• [WHAT TO WORK ON]: Write out, character for character, the line containing "each like (548,412)." and all lines after it up to the end of the listing.

• [SUPPLIED MATERIAL]:

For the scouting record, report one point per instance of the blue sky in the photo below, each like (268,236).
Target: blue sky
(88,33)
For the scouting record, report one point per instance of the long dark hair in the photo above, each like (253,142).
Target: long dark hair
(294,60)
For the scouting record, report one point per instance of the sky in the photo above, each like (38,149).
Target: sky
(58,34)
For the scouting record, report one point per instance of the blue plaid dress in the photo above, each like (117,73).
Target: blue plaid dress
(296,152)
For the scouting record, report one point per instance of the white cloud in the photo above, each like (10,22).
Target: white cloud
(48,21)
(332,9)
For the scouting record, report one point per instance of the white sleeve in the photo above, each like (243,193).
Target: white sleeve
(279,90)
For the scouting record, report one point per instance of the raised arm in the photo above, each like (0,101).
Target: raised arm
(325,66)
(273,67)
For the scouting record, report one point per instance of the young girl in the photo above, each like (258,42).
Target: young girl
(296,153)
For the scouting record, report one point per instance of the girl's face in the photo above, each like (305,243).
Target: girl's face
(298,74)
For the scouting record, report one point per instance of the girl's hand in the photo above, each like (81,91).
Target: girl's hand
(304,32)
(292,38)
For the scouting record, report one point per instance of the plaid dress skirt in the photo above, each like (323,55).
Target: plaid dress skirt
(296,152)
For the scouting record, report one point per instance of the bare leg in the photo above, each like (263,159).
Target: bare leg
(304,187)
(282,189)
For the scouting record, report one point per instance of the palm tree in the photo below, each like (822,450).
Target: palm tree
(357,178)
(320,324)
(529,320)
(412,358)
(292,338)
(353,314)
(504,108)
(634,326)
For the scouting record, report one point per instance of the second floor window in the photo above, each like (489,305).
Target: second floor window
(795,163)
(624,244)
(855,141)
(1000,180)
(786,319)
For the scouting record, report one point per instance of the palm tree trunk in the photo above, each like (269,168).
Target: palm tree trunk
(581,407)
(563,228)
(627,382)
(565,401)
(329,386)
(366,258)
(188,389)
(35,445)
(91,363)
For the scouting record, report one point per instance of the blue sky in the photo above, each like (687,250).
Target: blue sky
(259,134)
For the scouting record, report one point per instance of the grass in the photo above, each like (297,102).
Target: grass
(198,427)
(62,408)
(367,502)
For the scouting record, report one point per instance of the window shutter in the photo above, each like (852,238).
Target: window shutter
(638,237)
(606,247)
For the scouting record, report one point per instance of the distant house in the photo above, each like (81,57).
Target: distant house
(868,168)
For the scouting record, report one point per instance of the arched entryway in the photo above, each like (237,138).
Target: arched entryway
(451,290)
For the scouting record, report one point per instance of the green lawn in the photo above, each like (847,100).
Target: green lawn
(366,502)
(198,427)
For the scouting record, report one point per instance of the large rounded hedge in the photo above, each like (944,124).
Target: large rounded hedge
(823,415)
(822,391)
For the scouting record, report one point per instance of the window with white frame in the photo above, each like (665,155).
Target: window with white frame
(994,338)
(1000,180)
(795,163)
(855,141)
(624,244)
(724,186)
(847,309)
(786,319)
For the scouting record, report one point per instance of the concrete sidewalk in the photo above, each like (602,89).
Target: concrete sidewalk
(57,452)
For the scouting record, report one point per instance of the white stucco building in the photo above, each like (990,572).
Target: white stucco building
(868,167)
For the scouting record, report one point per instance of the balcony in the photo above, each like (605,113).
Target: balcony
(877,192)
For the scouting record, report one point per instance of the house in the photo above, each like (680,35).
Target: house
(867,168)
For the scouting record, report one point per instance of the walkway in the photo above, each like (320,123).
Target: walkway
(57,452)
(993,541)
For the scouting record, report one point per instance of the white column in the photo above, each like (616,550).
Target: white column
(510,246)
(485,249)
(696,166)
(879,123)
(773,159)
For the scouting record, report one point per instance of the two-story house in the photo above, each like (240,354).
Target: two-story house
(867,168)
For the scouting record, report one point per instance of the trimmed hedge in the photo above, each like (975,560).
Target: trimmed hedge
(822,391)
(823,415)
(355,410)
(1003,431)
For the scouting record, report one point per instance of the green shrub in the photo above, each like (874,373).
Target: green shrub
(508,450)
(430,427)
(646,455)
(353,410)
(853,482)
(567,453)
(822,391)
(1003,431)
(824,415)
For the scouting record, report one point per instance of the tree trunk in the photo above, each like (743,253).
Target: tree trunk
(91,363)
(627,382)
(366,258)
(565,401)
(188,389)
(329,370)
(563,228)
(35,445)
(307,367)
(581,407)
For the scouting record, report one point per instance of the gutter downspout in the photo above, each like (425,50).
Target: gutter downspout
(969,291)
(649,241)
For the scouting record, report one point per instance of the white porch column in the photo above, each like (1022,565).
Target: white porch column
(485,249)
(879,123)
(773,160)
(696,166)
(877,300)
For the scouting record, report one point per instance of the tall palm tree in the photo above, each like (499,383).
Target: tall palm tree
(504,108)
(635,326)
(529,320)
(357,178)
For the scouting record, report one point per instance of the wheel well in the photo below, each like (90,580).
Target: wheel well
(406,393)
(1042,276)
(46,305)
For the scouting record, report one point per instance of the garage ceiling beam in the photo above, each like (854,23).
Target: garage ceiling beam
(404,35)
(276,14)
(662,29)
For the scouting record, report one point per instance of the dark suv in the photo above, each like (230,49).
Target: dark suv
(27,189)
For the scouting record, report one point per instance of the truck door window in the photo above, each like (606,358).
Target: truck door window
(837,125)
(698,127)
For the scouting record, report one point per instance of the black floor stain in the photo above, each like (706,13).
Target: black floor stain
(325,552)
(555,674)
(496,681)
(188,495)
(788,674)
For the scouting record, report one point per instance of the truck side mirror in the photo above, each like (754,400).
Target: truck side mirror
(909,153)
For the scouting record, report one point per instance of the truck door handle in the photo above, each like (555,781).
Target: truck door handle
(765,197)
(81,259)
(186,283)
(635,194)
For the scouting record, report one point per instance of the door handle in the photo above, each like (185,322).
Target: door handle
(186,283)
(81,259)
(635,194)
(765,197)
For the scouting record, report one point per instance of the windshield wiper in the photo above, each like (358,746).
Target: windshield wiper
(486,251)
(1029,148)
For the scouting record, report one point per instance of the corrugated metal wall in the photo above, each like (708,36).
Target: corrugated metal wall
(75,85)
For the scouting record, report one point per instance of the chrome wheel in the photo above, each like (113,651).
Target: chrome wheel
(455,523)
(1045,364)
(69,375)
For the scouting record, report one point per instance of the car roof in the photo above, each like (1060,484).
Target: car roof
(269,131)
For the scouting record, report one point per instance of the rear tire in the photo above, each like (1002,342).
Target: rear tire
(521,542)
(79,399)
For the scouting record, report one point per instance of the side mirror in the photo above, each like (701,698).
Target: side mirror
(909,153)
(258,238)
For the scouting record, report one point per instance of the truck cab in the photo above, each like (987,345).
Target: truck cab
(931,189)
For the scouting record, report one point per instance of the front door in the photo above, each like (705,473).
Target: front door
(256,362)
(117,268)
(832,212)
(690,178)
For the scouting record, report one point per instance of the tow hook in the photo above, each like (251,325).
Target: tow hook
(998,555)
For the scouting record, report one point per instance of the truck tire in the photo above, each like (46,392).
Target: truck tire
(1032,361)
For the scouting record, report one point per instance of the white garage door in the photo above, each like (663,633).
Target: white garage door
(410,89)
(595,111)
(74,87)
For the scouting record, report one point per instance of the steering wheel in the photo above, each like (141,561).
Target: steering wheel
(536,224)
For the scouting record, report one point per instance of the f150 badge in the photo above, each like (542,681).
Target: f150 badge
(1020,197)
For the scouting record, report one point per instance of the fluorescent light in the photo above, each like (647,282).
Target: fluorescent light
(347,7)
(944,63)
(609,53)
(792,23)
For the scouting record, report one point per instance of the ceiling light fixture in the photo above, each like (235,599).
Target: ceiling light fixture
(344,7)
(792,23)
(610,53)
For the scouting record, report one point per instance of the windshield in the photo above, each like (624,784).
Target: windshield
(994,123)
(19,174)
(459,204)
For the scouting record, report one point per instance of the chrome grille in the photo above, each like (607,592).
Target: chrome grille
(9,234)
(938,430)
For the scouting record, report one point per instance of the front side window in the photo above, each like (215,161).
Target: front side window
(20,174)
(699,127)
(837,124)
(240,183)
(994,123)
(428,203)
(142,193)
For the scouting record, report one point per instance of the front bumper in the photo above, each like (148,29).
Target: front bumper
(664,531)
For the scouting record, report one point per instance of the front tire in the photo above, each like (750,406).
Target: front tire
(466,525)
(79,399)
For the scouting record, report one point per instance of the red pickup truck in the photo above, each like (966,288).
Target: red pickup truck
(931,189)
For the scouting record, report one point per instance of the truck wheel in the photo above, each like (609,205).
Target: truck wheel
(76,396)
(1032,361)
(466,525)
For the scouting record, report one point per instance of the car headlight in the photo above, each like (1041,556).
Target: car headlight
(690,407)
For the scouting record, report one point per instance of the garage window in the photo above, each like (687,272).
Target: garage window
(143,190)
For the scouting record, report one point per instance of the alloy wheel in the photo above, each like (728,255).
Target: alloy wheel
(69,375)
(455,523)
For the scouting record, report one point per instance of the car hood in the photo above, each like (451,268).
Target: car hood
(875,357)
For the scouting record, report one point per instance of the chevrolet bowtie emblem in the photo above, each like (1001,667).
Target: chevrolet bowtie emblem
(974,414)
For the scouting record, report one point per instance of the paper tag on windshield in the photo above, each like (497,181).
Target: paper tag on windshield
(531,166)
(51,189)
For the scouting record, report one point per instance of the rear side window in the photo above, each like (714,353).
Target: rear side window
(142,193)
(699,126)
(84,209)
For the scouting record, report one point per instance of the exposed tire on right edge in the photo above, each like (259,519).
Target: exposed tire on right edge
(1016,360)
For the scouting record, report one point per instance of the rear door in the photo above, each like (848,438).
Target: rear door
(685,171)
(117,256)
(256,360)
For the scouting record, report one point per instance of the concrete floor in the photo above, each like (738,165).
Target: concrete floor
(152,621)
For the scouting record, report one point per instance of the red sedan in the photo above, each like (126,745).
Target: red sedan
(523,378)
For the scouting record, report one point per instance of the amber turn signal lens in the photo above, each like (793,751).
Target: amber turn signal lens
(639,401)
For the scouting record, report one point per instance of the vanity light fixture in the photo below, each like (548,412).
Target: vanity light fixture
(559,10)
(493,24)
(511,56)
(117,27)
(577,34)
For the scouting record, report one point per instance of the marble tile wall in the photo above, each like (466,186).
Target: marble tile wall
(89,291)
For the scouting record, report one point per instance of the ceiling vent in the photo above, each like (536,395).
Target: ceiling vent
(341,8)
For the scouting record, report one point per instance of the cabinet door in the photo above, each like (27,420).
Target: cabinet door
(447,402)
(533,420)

• [REPLY TO THE EXERCISE]:
For the scouting record, report one point per instance of the vanity light fixture in the photo below, each like (548,412).
Target: vanity light fixture
(559,10)
(493,24)
(511,56)
(117,27)
(577,34)
For the scouting record, report one point per instance of the marble tile wall in the photo above, each like (466,186).
Target: marble tile wall
(89,291)
For the scouting record, report one point per instance of the ceiling vent in the photo above, each like (536,395).
Target: ceiling vent
(341,8)
For the scouting record, report one point per instance of the cabinet door in the photo above, each like (27,420).
Target: cabinet door
(447,402)
(533,420)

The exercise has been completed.